■ **Problem to solve**: Up to and including the final line, retype each line of the records below, starting with the one that contains "Indicate every instance of the patterned".

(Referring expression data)

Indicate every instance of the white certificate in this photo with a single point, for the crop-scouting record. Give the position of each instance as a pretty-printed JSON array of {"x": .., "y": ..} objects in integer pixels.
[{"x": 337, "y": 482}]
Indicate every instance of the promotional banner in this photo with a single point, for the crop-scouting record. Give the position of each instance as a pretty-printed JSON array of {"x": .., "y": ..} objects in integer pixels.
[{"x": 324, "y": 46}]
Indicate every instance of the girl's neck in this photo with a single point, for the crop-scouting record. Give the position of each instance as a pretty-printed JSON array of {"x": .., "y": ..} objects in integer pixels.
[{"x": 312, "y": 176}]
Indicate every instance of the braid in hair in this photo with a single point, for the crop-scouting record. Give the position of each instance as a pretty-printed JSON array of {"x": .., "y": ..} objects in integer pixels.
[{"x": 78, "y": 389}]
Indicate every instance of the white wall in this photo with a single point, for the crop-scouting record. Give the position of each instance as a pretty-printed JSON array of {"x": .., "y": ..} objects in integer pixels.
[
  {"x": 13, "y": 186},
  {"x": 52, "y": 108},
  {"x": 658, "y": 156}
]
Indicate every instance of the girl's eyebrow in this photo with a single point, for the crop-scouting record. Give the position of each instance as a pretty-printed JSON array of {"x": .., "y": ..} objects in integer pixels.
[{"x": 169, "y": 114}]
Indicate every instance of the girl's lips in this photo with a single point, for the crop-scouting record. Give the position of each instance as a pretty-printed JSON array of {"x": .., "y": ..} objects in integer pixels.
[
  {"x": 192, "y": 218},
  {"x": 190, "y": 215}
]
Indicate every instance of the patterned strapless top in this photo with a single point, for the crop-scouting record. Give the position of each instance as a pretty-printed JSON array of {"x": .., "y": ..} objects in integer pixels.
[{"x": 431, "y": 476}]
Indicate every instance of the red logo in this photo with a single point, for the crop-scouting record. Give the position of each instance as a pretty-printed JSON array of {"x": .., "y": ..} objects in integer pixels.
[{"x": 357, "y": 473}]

■ **Solution for this exercise**:
Indicate every instance of the patterned strapless top in this photo with a single point, for the crop-scouting record. Give the position of each instance as a pretty-printed JSON array of {"x": .., "y": ..} objects in integer pixels.
[{"x": 431, "y": 476}]
Indicate every instance of the red logo in this photo with a single point, for the crop-scouting record. Give the position of each instance as a pretty-printed JSON array of {"x": .., "y": ..} objects in integer pixels.
[{"x": 357, "y": 473}]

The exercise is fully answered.